— begin Document —
What this site is
- A hub of twelve calculators covering mortgage refinancing, PMI removal, home equity, insurance deductibles, lease vs buy decisions, auto refinancing, and the pay-off-mortgage-vs-invest question.
- Each calculator produces a clear verdict based on the math: ✅ green light, ⚠️ depends, or ❌ don't.
- Every formula is the standard published version — PMT for amortizing loans, future-value for time-of-money comparisons, after-tax math for investment comparisons. Full methodology here.
- Where the math says "don't do this," the calculator says "don't do this" — even when the page's affiliate offer would benefit from the opposite.
What this site isn't
- Financial advice. The calculators are planning tools. The number you get is a directional estimate based on the inputs you provide. Your real-world outcome depends on terms quoted by lenders, your tax situation, market conditions at the time you act, and life events no calculator can anticipate.
- A replacement for a Loan Estimate. When you apply for a mortgage, your lender is required by federal law (TRID, 2015) to provide a Loan Estimate within 3 business days. That document is the official figure — not our calculator. Use our calculator to decide whether to apply; use the Loan Estimate to decide whether to sign.
- A licensed advisor. Our calculators don't know your full financial picture, tax situation, or goals. For complex decisions — especially Roth conversions, retirement timing, or significant cash-out refinancing — consult a fiduciary financial advisor or CPA.
How we think about the math
Three principles shape every calculator on the site:
1. The verdict is the deliverable
Numbers without interpretation are noise. Every calculator on the site ends with a clear verdict in plain language. Sometimes that verdict goes against what looks like the obvious answer — "the bi-weekly mortgage program charges fees that eat the savings, skip it" or "your math says invest, but your behavior says pay the mortgage." When the right answer is "depends," we say "depends" and explain what it depends on.
2. Affiliate offers don't bend the verdict
This site has affiliate relationships with lenders and insurance comparison platforms. We earn a referral fee if you click through and complete a transaction. That financial reality matters and we disclose it on every page.
— end Document —
— begin Extracted material —
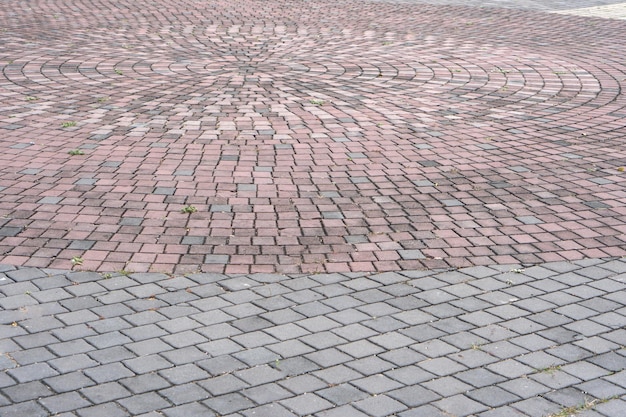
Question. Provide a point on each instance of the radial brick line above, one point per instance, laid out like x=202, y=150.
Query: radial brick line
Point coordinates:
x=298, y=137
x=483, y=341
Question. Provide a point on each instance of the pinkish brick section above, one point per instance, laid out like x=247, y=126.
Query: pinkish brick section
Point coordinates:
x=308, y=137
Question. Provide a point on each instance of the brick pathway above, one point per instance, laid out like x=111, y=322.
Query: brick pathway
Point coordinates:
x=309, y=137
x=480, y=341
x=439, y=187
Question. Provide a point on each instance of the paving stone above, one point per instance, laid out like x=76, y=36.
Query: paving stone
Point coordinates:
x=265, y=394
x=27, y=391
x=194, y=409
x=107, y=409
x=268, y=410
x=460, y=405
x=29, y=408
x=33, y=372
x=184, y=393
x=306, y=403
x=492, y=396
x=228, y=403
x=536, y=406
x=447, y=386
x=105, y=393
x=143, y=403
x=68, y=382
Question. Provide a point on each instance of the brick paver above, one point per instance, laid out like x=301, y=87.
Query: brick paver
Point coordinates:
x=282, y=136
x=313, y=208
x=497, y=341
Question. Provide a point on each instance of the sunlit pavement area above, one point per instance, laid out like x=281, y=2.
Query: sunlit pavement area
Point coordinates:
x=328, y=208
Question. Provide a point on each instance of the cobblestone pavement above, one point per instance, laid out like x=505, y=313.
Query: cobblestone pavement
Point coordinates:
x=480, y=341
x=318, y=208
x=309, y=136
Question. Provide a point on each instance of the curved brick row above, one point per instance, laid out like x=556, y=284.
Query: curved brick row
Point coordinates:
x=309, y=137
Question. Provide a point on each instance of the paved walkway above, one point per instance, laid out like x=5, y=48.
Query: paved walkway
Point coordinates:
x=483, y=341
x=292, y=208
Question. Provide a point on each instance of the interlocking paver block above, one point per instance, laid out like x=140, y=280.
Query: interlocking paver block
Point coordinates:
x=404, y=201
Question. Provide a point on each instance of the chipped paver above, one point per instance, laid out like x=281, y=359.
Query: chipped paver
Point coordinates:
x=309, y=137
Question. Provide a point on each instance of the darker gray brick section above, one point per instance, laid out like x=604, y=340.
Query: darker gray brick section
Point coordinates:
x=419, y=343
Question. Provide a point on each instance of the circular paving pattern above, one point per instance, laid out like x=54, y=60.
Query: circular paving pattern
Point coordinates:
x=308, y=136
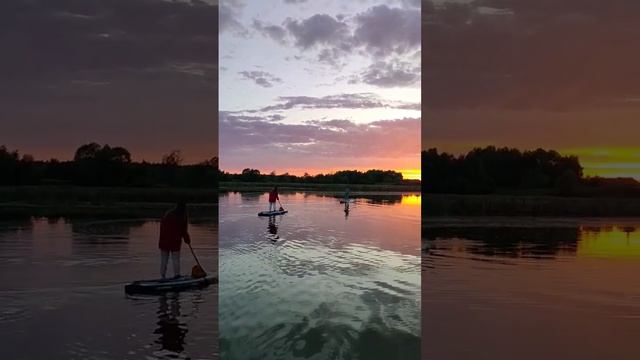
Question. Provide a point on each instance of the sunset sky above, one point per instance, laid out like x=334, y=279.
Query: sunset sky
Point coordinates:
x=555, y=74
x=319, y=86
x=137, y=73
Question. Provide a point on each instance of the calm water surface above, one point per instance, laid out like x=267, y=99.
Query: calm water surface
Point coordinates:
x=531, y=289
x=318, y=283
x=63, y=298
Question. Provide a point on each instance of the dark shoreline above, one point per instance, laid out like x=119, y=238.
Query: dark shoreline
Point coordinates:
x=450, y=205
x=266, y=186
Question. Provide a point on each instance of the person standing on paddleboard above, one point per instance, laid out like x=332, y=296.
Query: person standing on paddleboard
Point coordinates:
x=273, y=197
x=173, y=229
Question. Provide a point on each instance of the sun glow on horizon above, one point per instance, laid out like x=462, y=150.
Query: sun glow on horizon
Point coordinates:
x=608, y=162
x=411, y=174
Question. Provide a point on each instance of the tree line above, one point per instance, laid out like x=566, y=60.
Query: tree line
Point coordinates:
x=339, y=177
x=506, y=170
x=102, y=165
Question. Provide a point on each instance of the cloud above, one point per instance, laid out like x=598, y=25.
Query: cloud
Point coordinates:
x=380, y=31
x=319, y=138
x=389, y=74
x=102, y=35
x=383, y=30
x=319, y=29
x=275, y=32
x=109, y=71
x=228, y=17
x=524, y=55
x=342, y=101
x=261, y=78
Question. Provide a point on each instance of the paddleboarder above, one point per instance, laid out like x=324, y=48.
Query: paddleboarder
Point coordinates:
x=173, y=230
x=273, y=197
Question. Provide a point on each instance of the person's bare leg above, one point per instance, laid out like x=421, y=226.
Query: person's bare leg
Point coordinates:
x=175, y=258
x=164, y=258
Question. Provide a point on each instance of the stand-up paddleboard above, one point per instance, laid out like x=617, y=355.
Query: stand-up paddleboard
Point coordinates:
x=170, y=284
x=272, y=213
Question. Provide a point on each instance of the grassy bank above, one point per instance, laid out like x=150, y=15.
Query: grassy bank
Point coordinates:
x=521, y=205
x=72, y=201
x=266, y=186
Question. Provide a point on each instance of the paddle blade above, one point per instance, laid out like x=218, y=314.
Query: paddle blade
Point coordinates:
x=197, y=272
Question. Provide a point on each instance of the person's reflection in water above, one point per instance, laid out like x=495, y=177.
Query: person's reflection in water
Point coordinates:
— end Extracted material —
— begin Extracted material —
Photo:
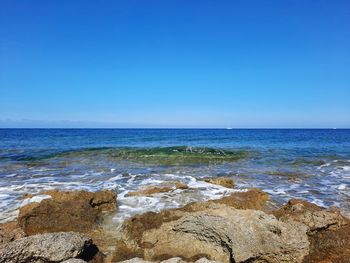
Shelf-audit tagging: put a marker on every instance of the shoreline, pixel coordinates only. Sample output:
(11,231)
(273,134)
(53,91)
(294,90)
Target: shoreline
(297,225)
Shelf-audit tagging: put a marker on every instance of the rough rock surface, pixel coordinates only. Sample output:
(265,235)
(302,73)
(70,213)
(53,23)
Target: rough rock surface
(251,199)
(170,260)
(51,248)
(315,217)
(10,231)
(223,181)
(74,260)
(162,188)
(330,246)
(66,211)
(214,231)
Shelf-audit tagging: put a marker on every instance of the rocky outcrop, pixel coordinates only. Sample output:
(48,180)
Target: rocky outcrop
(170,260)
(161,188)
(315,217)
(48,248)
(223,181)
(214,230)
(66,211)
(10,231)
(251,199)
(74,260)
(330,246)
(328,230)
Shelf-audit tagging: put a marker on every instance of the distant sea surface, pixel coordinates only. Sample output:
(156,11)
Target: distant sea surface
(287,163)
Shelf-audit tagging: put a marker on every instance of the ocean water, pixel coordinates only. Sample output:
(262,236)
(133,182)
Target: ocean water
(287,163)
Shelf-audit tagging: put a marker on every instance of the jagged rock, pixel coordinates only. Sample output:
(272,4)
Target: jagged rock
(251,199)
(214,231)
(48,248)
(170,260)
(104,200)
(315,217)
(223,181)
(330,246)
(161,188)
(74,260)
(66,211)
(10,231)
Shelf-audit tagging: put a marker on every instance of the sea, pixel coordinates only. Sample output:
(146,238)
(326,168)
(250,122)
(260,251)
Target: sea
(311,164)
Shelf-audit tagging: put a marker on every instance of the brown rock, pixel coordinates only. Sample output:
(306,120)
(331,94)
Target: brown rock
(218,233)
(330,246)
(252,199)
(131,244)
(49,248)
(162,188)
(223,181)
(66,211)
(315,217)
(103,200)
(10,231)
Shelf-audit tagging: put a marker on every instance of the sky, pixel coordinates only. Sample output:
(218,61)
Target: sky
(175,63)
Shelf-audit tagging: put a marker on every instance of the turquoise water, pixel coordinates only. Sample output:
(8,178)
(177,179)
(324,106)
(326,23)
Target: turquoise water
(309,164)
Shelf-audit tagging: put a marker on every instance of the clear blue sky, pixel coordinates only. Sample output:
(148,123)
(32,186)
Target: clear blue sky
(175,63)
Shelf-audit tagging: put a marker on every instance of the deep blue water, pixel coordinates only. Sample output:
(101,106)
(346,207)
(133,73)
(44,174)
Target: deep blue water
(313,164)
— end Extracted material —
Problem ->
Repeat word for word the part of the calculator site description that opens with the words containing "- A licensed" and closes with "advisor or CPA.".

Exercise answer ->
- A licensed advisor. Our calculators don't know your full financial picture, tax situation, or goals. For complex decisions — especially Roth conversions, retirement timing, or significant cash-out refinancing — consult a fiduciary financial advisor or CPA.